### Work to be completed
A faithful copy is required. Print each line of the data exactly and omit the pictures.

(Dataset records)
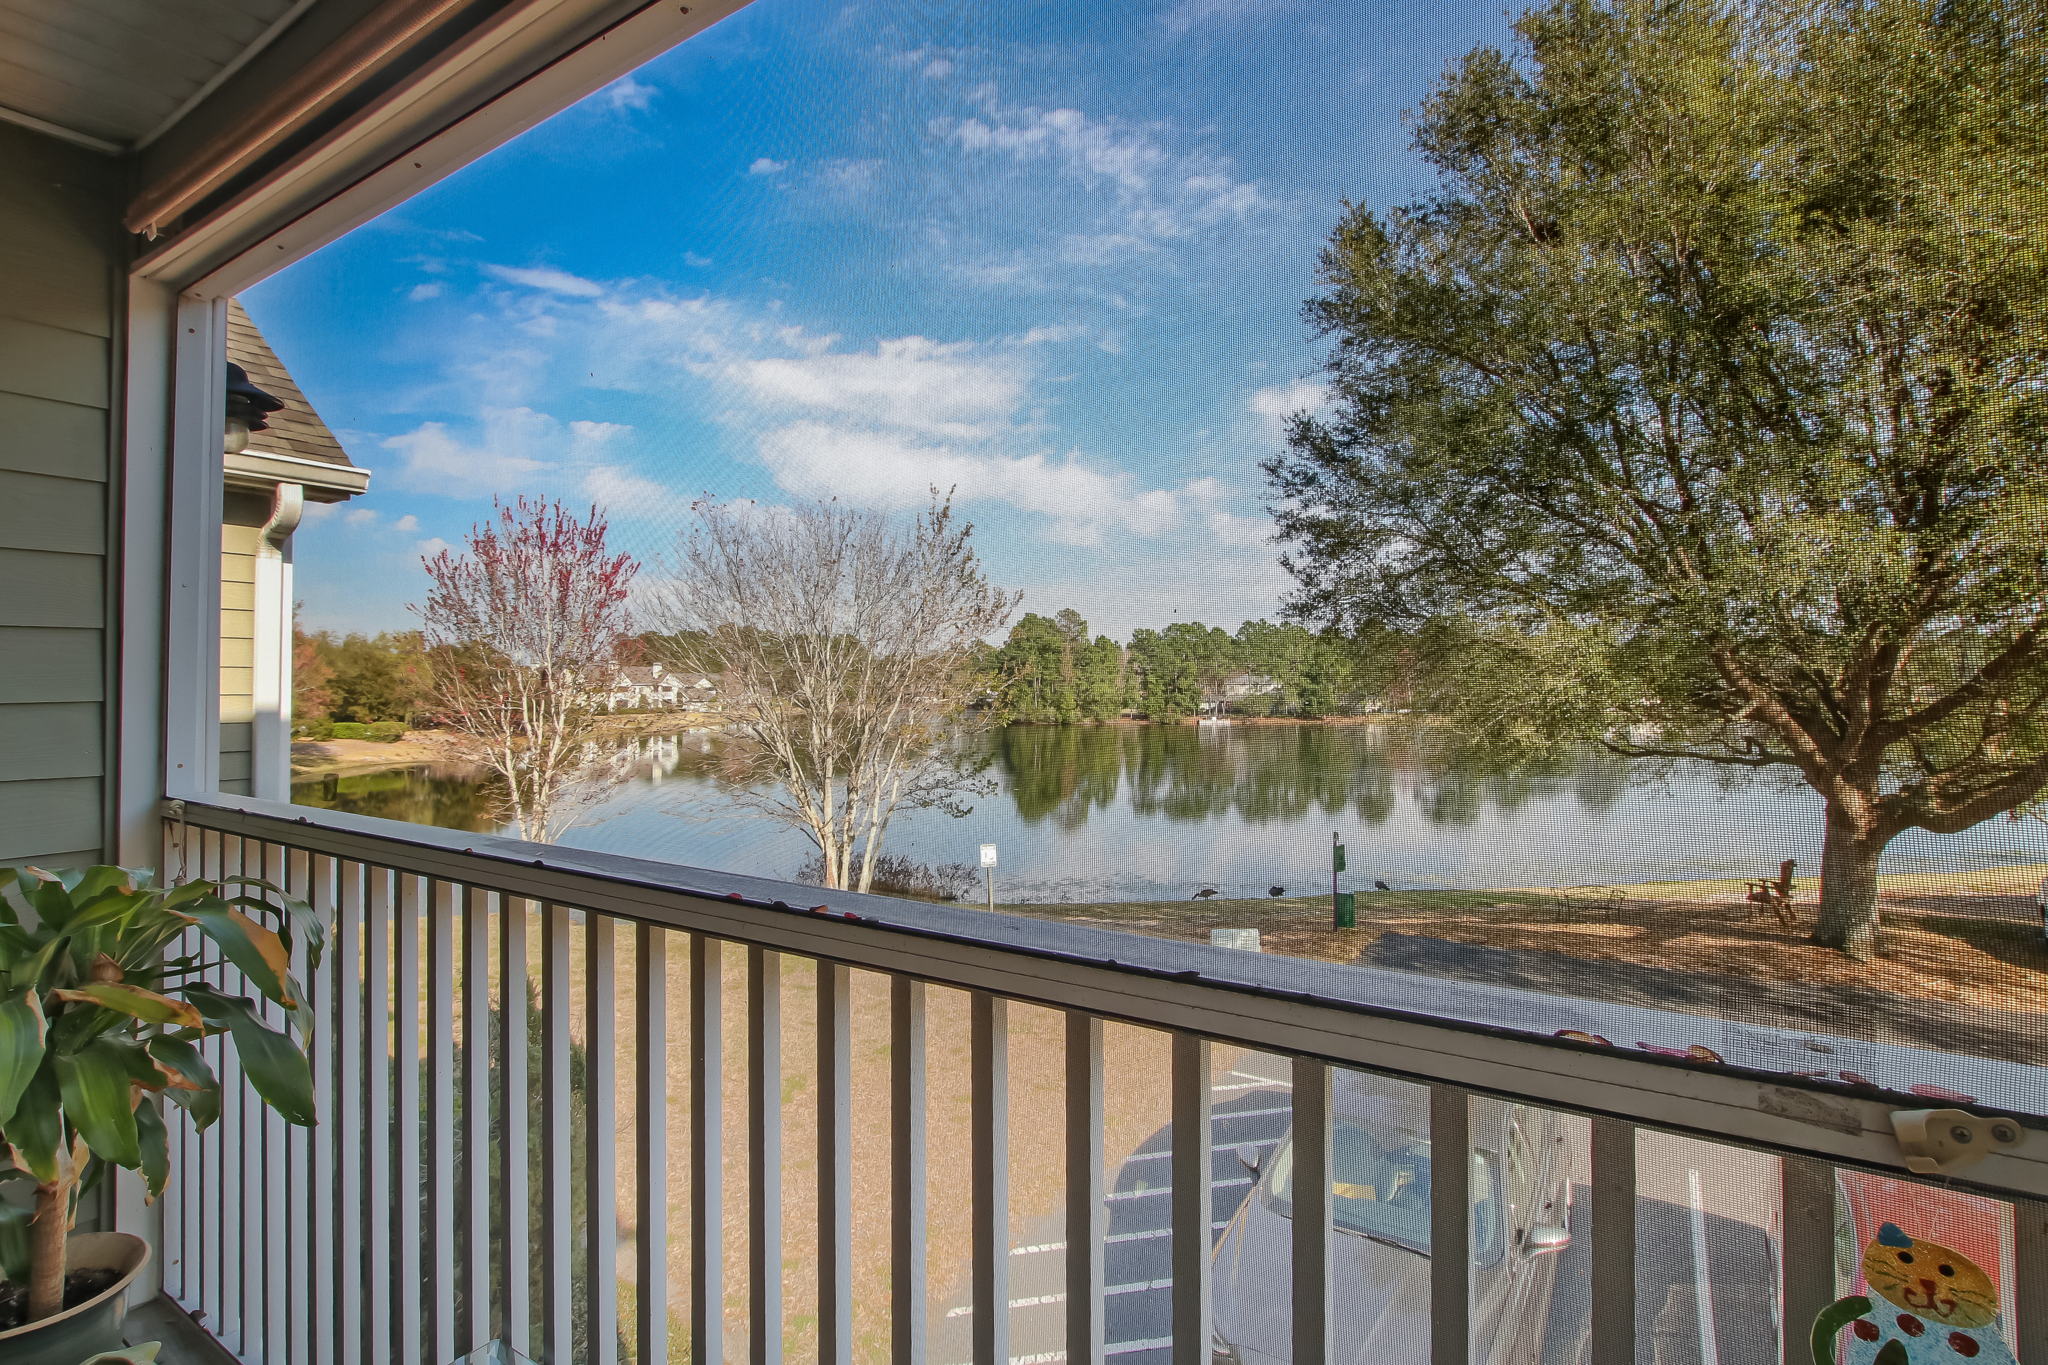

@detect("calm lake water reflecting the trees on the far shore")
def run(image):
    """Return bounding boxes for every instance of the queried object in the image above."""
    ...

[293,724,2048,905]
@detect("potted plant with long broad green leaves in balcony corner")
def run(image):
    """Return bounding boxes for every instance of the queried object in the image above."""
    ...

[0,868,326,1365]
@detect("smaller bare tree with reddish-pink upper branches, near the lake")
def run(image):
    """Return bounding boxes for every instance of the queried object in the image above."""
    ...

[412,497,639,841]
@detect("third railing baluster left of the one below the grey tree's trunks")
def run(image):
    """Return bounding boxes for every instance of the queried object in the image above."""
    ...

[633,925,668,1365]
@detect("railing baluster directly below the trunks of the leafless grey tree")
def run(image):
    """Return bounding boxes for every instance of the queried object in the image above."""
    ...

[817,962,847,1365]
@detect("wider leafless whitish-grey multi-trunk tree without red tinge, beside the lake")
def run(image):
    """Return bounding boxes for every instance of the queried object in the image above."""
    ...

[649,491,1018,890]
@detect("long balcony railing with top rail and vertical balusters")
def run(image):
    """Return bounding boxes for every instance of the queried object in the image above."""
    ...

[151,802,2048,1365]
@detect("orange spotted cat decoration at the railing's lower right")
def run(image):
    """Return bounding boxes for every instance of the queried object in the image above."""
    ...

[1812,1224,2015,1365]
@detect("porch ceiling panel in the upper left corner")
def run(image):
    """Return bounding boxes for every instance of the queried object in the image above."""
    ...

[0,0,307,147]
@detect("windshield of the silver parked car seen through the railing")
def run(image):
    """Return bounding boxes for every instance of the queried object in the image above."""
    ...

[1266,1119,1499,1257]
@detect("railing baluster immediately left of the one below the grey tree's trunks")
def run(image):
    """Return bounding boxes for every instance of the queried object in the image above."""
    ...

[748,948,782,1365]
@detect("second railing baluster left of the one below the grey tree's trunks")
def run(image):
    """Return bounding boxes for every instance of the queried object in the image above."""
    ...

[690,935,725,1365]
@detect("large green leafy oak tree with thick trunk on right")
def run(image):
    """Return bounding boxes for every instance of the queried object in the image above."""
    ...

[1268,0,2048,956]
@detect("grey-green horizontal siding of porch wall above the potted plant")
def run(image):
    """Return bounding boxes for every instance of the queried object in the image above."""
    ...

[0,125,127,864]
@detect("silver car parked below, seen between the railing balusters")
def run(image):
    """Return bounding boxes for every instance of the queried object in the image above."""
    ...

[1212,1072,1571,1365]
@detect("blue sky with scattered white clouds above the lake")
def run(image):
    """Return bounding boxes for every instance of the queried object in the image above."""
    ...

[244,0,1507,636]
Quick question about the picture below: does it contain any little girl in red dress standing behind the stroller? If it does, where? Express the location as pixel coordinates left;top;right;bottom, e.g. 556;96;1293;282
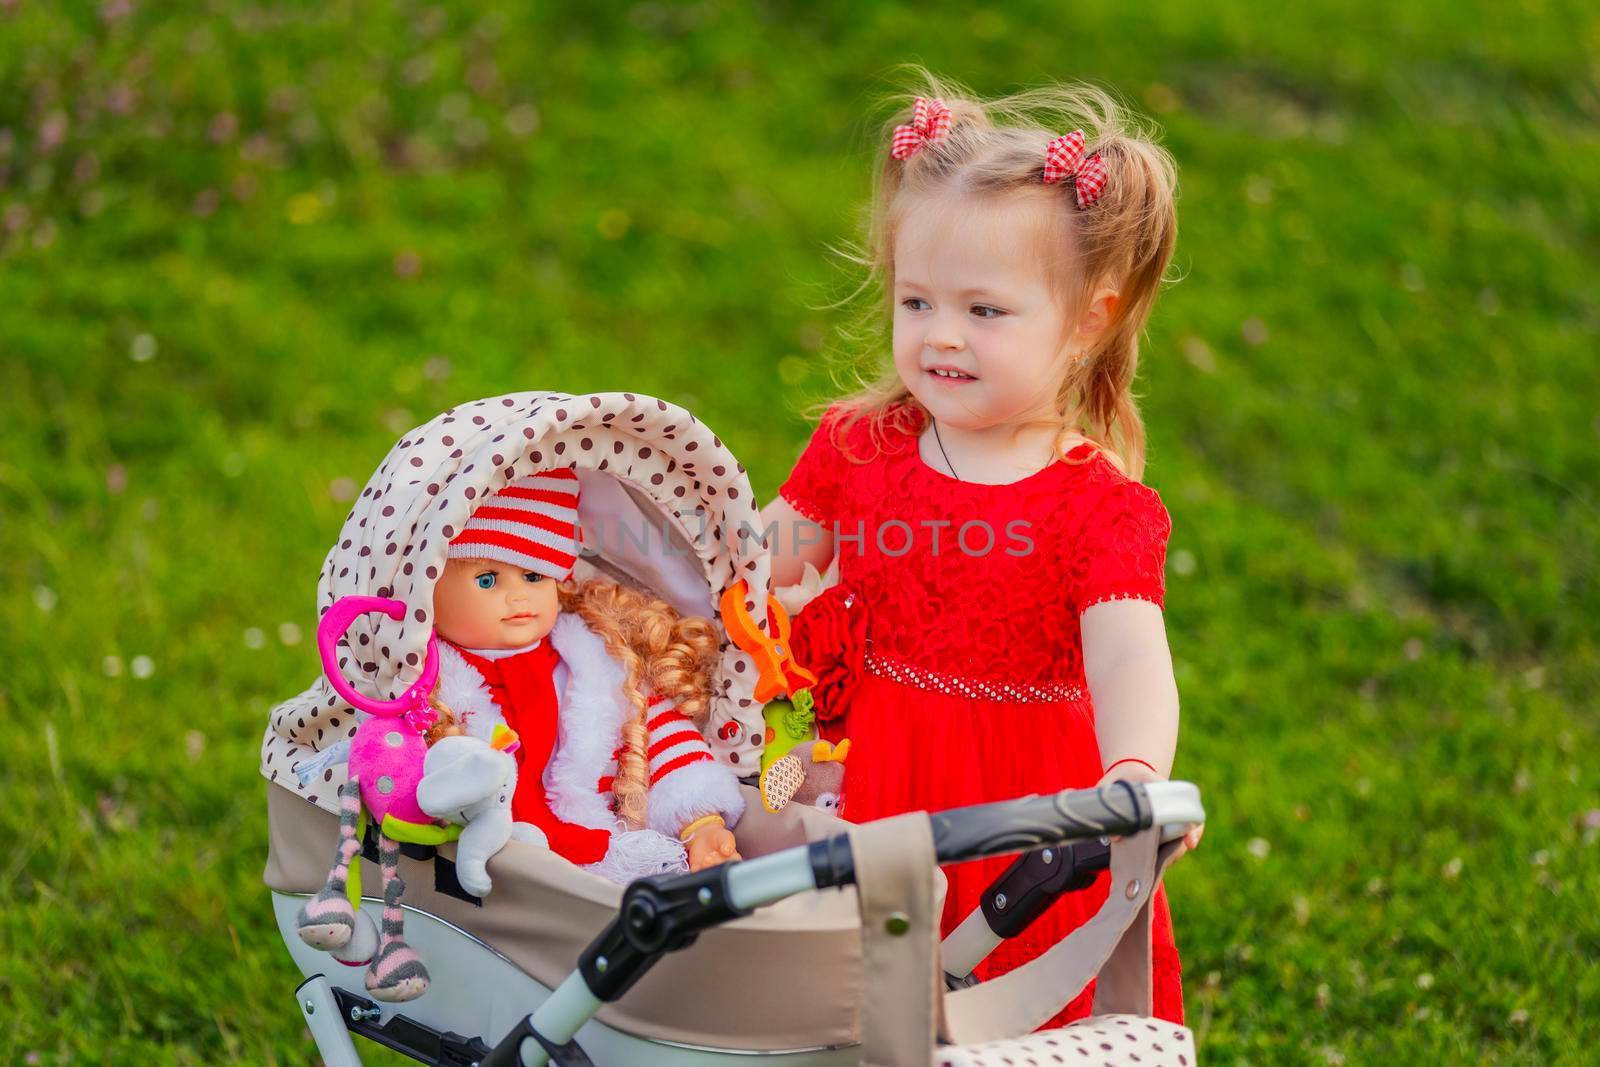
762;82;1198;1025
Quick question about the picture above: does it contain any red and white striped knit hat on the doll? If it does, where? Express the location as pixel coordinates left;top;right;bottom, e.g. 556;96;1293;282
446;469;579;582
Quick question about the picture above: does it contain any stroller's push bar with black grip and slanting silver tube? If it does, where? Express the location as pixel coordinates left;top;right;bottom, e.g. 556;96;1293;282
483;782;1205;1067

### Answer for this exercise
@detect("calm lake water reflecting the trees on the far shore")
def run(image):
    """Return bounding boxes for every instance of the queried object in the image above."""
    ...

[293,724,2048,905]
@detect("potted plant with long broad green leaves in balcony corner")
def run(image):
    """Return bounding boxes for every instance of the queried object in the image above."""
    ...

[0,868,326,1365]
@detect("smaller bare tree with reddish-pink upper branches, near the lake")
def run(image):
    """Return bounding boxes for every instance of the queried object in the image above."""
    ...

[412,497,639,841]
@detect("third railing baluster left of the one below the grey tree's trunks")
def run(image):
    """Return bounding boxes for every instance of the queried object in the image above."""
    ...

[633,925,668,1365]
@detect("railing baluster directly below the trunks of the leafless grey tree")
def run(image):
    """Return bounding boxes for every instance of the queried object in the image above."""
    ...

[817,962,847,1365]
@detect("wider leafless whitish-grey multi-trunk tree without red tinge, beside the lake")
def run(image):
    """Return bounding boxes for every instance of the queried object in the image above."""
    ...

[649,491,1018,890]
@detect("long balcony railing with top rail and vertical balusters")
def run(image):
    """Return bounding boxes for every instance of the queried object in the image above."""
    ...

[151,802,2048,1365]
@detect("orange spotted cat decoration at the railing's lower right")
def run(image):
    """Return bounding boxes for every instance of the queried object in the image above."""
    ...

[1812,1224,2015,1365]
@detect("porch ceiling panel in the upper left corner")
def run(image):
    """Return bounding boxes for every instance of the queried object in the image above."""
    ...

[0,0,307,147]
@detect("windshield of the silver parked car seen through the railing")
def run(image):
    """Return bounding boxes for every instance of the queried object in the image above."""
    ...

[1266,1119,1499,1257]
@detect("railing baluster immediately left of the one below the grey tree's trunks")
def run(image):
    """Return bounding boxes for every instance of the queried object in the image above."""
    ...

[748,948,782,1365]
@detect("second railing baluster left of the one below the grey tree's trunks")
def run(image):
    """Return bounding boxes for every instance of the queried object in the image above."""
    ...

[690,935,725,1365]
@detect("large green leafy oak tree with thick trunk on right")
def run(image):
    """Return bounding boxes for every instance of the queried object in the image above."""
    ...

[1268,0,2048,956]
@detect("grey-green horizontal siding of porch wall above the potted plant")
def run(image):
    """Return bounding boxes for every instance of the queried object in the image above."""
    ...

[0,125,127,864]
@detect("silver car parked below, seen between the railing balusters")
def run(image):
    """Return bounding boxes for every instance of the queried object in the image above."""
    ...

[1212,1072,1571,1365]
@detect("blue sky with scattered white clouds above the lake")
def run(image):
    """Return bounding boxes for every instance of the queried object in the image above."""
    ...

[244,0,1507,636]
Quick question about the picture below: does it contain any little girl in red dress standing behind the stroller? If it does, where? Express the location as pixel coordinates left;top;right;bottom, e.g. 556;96;1293;282
762;82;1198;1025
Quick question about the picture above: does it contain any red and white striped knit hat on the doll? If it does, where? Express the location as pixel coordinates left;top;right;bottom, e.g. 556;96;1293;282
446;469;579;582
Quick question about the picture above: does it contain any stroller's push bar with black grip and slanting silver tube? If it does, where? Express the location as pixel coordinates left;top;right;bottom, e.g. 556;96;1293;282
483;782;1205;1067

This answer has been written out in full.